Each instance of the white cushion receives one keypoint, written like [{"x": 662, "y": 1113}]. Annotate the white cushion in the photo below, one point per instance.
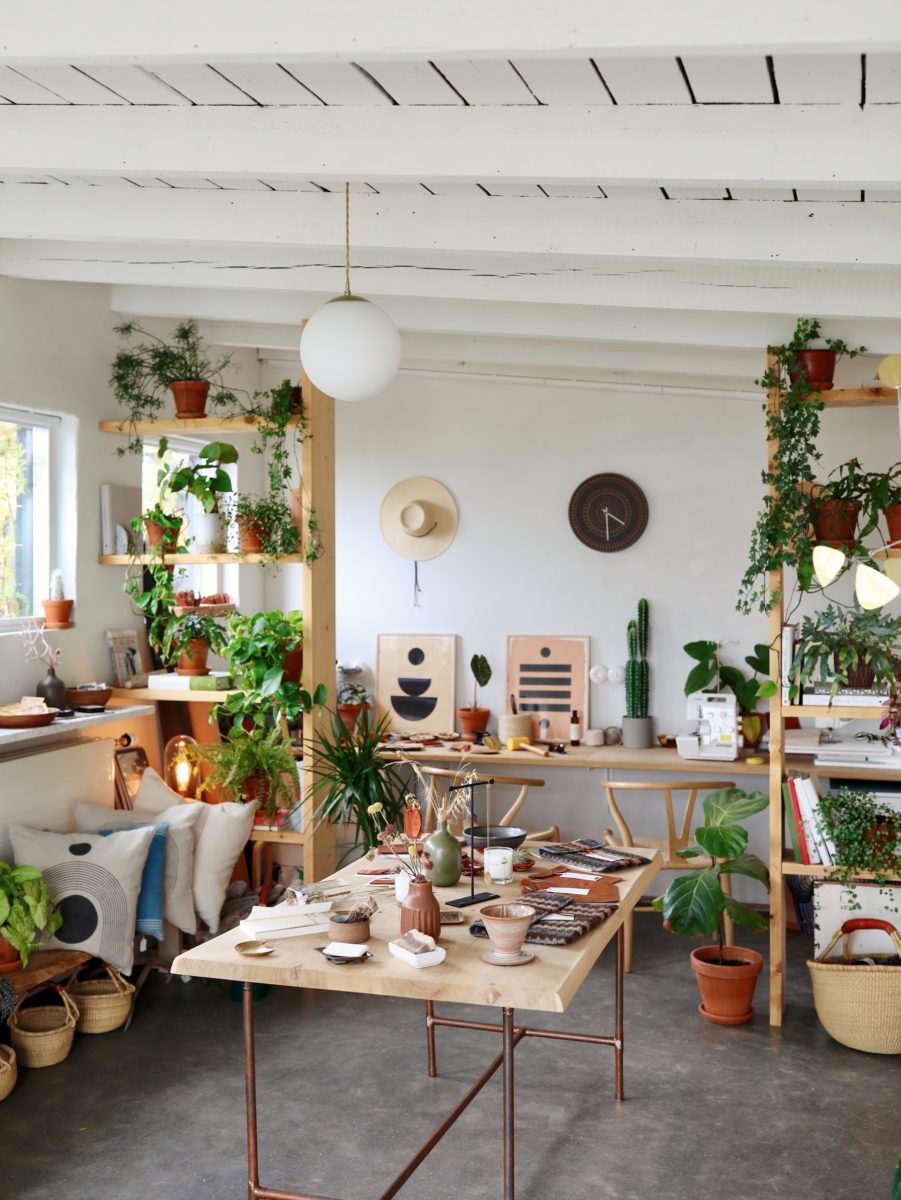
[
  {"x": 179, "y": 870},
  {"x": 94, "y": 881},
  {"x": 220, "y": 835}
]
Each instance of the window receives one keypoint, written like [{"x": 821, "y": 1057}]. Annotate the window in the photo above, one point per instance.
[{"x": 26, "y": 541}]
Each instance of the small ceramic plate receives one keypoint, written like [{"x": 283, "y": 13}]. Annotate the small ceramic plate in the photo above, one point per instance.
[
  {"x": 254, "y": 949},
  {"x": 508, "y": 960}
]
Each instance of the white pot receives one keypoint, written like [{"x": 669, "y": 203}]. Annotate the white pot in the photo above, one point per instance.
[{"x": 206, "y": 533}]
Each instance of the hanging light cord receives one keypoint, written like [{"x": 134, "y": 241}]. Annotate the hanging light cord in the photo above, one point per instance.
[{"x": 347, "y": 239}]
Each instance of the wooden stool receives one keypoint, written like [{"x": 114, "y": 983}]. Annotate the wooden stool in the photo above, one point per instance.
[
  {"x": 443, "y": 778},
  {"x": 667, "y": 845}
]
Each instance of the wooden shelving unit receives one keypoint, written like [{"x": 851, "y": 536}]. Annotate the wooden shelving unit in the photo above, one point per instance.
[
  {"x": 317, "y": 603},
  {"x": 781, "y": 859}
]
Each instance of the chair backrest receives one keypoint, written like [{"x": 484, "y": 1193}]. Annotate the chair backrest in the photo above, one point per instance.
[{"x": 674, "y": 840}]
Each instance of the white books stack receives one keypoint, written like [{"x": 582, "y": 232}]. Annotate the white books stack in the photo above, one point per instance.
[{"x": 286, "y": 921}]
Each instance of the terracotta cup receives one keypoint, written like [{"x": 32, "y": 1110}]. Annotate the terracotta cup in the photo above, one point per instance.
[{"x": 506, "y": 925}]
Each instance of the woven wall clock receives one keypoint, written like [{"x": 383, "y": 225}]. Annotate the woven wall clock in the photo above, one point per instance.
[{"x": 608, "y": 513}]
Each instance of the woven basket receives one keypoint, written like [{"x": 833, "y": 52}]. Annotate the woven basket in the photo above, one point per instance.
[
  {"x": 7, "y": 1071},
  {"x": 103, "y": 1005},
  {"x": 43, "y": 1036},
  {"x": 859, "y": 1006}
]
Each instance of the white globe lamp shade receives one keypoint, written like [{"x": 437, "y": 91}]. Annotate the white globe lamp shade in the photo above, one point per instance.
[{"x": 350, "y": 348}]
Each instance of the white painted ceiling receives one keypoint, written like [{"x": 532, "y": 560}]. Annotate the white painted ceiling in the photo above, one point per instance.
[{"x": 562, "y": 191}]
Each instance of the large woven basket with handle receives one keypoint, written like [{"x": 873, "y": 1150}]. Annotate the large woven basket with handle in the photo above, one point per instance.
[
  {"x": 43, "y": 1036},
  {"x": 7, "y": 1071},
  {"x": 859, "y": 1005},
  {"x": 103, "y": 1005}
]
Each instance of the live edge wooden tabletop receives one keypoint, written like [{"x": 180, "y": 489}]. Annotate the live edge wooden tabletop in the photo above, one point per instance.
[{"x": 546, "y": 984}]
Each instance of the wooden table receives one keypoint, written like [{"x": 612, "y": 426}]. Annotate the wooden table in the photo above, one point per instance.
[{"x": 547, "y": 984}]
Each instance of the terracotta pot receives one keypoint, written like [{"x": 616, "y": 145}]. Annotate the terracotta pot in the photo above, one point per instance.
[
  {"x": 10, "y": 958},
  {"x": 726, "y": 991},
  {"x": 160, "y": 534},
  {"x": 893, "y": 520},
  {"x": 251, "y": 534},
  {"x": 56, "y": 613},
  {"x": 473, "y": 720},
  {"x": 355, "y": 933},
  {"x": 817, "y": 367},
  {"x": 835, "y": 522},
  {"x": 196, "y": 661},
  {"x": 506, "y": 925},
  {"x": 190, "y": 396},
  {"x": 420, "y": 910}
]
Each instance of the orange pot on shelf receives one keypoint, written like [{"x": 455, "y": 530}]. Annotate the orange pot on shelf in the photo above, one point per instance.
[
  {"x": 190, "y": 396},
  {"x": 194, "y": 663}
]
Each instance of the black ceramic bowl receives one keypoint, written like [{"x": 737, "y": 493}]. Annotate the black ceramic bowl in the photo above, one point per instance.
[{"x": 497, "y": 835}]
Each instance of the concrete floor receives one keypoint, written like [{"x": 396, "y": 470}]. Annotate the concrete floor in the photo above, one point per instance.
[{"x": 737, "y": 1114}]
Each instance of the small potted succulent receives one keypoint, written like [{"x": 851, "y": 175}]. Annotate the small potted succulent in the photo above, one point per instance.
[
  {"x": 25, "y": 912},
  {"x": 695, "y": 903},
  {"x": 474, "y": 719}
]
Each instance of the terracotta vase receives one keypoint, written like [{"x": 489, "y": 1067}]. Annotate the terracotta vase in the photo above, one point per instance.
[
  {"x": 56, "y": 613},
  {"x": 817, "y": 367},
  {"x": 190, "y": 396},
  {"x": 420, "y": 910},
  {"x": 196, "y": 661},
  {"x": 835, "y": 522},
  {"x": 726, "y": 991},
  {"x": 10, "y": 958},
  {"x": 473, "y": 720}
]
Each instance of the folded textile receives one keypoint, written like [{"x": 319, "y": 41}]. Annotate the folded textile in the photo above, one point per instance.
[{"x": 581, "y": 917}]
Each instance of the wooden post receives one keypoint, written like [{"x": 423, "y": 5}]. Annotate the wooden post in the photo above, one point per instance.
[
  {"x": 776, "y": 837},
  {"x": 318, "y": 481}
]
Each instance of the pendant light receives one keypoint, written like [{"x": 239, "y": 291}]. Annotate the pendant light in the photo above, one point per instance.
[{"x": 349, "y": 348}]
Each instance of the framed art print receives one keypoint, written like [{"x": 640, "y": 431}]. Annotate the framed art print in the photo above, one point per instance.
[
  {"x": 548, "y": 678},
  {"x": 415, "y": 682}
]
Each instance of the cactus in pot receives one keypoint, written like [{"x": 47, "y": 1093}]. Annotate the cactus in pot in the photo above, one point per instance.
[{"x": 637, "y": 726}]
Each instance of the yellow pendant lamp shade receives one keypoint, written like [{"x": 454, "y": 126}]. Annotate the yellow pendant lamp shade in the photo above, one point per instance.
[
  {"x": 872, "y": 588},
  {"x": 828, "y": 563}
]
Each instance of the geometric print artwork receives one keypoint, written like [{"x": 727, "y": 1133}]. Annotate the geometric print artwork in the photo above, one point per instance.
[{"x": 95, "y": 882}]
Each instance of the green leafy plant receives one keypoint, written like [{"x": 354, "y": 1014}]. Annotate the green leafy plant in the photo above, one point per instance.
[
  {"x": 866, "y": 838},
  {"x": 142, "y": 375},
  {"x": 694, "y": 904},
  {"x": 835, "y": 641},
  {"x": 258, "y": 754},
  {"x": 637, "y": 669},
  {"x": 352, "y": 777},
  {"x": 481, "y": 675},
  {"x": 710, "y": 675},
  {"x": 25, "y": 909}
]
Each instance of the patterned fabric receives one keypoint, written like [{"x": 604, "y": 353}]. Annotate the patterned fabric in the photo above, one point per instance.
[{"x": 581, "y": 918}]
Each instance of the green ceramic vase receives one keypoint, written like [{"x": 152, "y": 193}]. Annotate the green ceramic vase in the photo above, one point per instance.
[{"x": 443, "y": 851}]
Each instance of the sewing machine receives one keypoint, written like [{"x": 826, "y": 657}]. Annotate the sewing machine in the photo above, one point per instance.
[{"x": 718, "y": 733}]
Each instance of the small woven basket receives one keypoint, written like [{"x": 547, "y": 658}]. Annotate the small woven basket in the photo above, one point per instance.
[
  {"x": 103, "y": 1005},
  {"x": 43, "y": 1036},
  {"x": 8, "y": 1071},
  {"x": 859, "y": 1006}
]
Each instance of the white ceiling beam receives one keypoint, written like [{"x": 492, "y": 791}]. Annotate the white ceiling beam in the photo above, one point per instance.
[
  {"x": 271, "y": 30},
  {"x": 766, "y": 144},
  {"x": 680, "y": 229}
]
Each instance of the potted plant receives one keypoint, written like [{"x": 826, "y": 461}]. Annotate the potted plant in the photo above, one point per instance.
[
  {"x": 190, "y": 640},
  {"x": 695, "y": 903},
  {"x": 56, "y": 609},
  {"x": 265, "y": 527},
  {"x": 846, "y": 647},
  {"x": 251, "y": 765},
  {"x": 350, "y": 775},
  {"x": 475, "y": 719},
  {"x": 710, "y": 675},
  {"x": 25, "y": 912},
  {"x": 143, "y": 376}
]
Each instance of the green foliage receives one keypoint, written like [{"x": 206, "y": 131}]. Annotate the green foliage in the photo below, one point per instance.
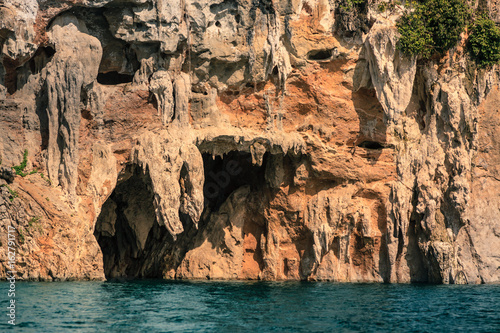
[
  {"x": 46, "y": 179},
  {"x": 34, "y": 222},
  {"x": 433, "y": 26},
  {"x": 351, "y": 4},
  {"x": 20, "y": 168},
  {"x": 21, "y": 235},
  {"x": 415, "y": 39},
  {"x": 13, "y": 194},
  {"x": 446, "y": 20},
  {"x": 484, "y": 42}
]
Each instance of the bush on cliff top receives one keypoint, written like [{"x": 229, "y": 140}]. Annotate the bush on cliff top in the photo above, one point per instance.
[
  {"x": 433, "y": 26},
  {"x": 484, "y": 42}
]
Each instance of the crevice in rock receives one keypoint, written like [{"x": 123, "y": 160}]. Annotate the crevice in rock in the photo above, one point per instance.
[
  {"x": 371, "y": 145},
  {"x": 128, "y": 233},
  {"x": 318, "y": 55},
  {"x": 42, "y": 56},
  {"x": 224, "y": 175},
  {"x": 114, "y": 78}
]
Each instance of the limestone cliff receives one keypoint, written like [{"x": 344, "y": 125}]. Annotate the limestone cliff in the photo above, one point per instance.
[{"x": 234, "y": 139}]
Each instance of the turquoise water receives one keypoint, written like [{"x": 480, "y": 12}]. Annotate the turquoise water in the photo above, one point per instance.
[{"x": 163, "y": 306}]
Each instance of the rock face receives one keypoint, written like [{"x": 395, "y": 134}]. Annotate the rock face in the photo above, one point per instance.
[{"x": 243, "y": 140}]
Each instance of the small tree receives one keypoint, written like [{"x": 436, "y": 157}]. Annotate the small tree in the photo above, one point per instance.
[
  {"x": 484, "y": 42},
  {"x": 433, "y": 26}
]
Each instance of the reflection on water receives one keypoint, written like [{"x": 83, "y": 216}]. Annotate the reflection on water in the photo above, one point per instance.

========

**Short problem:** Locate "Each instance of the green foliage" in the entries above. Copy, exactly and only, the lines from that line to the end, leaving out the pictures.

**Solved exercise:**
Each instance of the green foliage receives one keypoint, written like [{"x": 206, "y": 131}]. Annotate the green foliage in the photo below, one point per instance.
[
  {"x": 46, "y": 179},
  {"x": 34, "y": 222},
  {"x": 433, "y": 26},
  {"x": 351, "y": 4},
  {"x": 20, "y": 168},
  {"x": 21, "y": 235},
  {"x": 415, "y": 39},
  {"x": 13, "y": 194},
  {"x": 446, "y": 20},
  {"x": 484, "y": 42}
]
Each instance of the bush on cliff top receives one keypoint, written like [{"x": 229, "y": 140}]. Annotate the bush on cliff top in the photo above, one point per instance.
[
  {"x": 433, "y": 26},
  {"x": 484, "y": 42}
]
Each instance of the crevice in rock receives one keypoint, written like [{"x": 123, "y": 160}]. Annotate the crevice in rock in the photo above, one point per instance.
[
  {"x": 371, "y": 145},
  {"x": 128, "y": 233},
  {"x": 318, "y": 55},
  {"x": 42, "y": 56},
  {"x": 224, "y": 175},
  {"x": 114, "y": 78}
]
Each instance of the limestone cliff receives one keypoint, written like [{"x": 344, "y": 125}]. Annotate the limestone cliff in the photo above, one point per instance.
[{"x": 234, "y": 139}]
Each instance of the turquoise water receives one keypoint, written like [{"x": 480, "y": 12}]. Annotate the turquoise water in the photo above, one point per instance.
[{"x": 163, "y": 306}]
Each instance of the rock face receives one keypoint, written like [{"x": 395, "y": 134}]. Annotate the rock face in the photo above, one point per instance.
[{"x": 243, "y": 140}]
Each instance of the small tree receives one keypoint, written like [{"x": 436, "y": 157}]. Annotate the small tree in the photo above, one point per instance.
[
  {"x": 484, "y": 42},
  {"x": 433, "y": 26}
]
Each instance of the reflection on water receives one keypoint, written like [{"x": 83, "y": 216}]. Annotate the reflection on water in the photo above, one point per instance.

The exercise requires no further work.